Exercise goal: Every line from the one containing "Domain: retail shelf audit" to the end of the records below, written out word for word, is the whole answer.

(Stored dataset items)

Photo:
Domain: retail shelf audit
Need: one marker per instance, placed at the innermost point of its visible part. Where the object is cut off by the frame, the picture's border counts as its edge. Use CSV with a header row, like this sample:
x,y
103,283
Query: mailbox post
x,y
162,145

Exercise result:
Domain: retail shelf audit
Need: one marker per instance, placed at the innermost point of its visible part. Where the object is cut off by the frame, the picture's border counts as its edge. Use CSV with a header row, like this sample:
x,y
103,283
Query: mailbox post
x,y
162,145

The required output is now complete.